Given task —
Pick out every line in the material below that contains the word "roof" and copy each of those lines.

Entries provided —
___
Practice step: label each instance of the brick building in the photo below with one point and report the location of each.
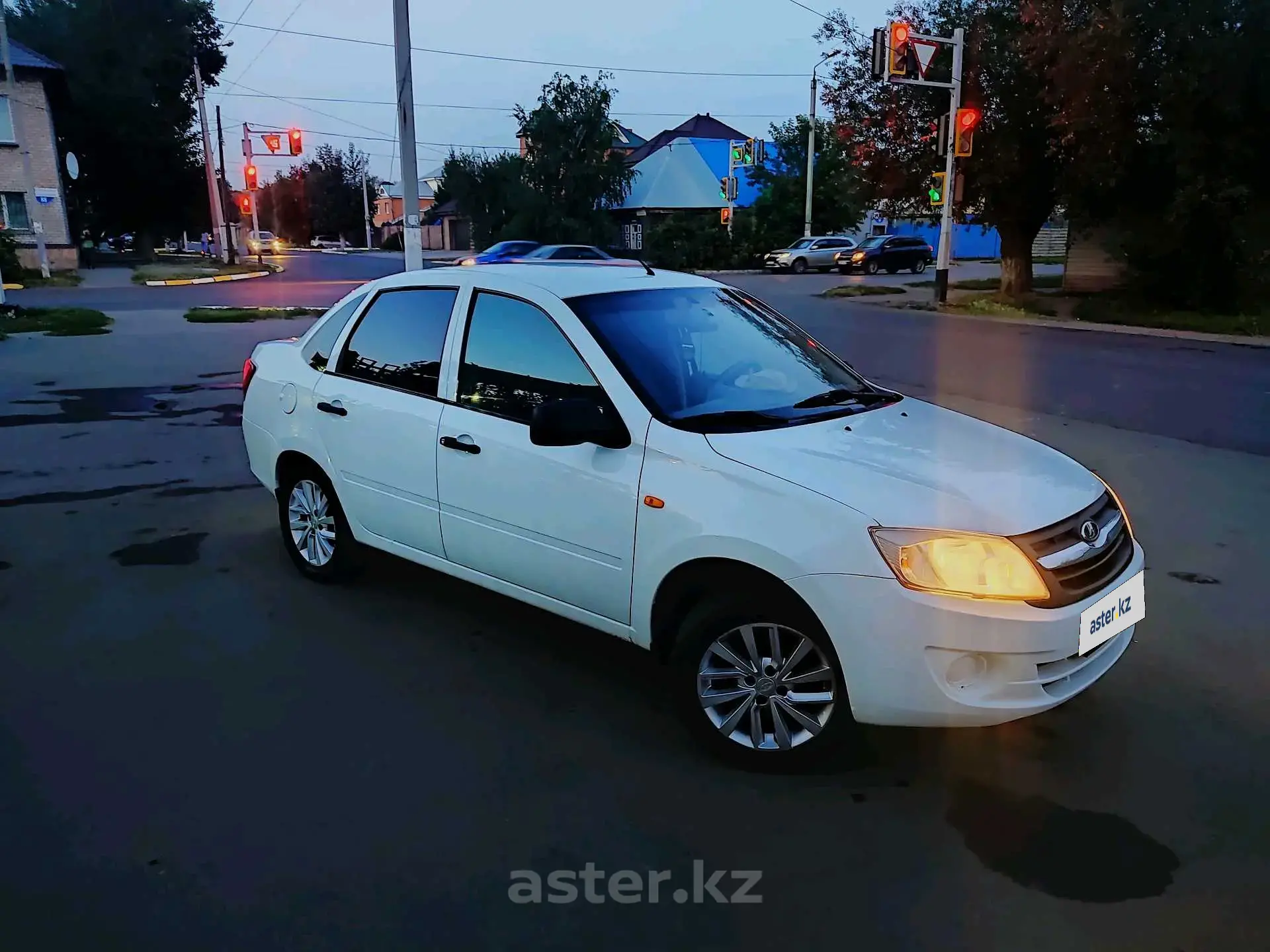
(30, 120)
___
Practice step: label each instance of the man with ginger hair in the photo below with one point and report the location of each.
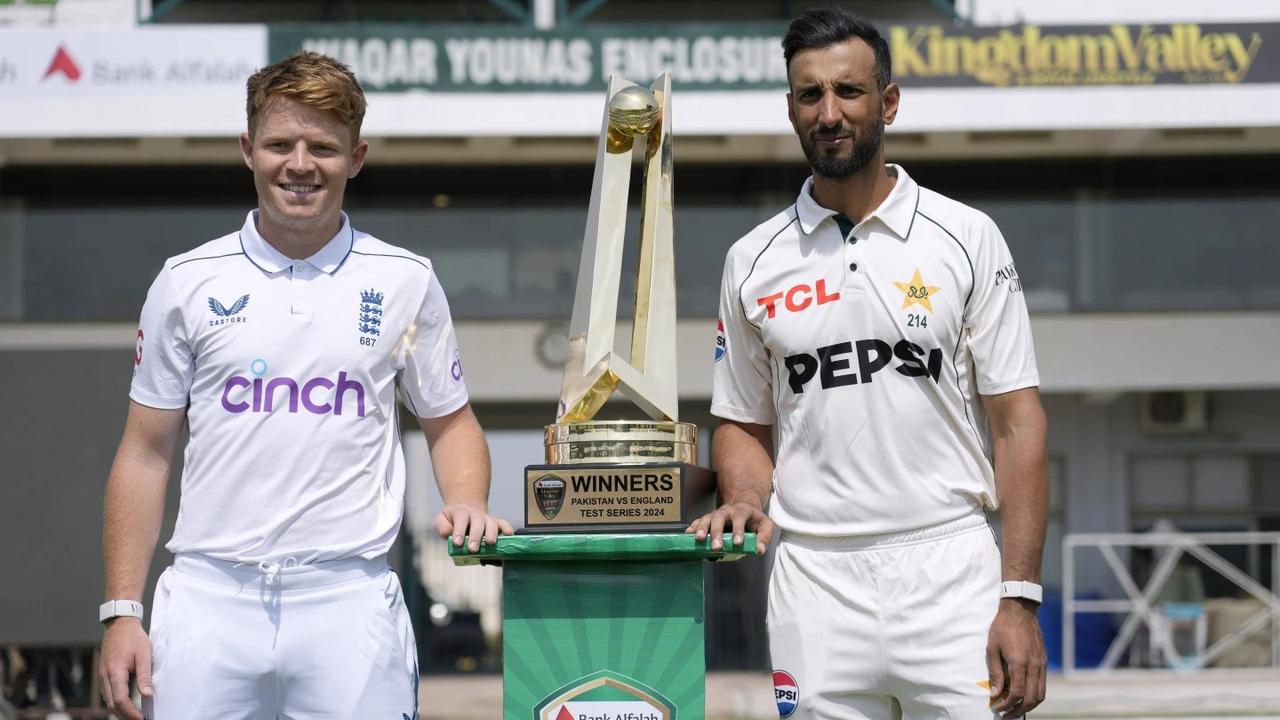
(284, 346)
___
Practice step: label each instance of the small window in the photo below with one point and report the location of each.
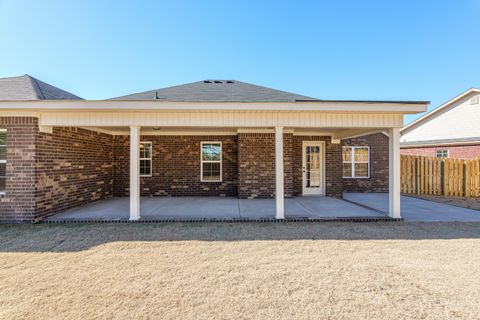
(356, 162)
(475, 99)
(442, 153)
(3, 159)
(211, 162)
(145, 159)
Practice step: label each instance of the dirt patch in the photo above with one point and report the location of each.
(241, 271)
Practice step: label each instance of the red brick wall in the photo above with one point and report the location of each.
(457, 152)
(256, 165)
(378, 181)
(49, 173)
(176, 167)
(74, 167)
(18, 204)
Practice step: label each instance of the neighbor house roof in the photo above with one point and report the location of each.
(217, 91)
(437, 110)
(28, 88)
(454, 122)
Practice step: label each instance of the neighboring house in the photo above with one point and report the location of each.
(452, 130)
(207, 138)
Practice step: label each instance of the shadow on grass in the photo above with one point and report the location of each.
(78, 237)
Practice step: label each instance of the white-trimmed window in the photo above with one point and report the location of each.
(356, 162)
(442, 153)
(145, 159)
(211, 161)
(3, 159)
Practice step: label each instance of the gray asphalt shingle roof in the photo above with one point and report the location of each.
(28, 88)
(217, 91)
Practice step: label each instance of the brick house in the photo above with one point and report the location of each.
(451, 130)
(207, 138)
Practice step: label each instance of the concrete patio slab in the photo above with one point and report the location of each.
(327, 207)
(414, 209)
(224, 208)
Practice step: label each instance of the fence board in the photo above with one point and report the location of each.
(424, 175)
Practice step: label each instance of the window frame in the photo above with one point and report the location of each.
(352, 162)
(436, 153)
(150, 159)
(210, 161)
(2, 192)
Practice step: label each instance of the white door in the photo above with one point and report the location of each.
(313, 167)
___
Worked answer —
Practice step: label each instance of the neighbor house roof in the photo above with one point and report the location of each.
Practice step: label each instance of the gray asphalt shingle roof in the photo above with one point and report the location of each.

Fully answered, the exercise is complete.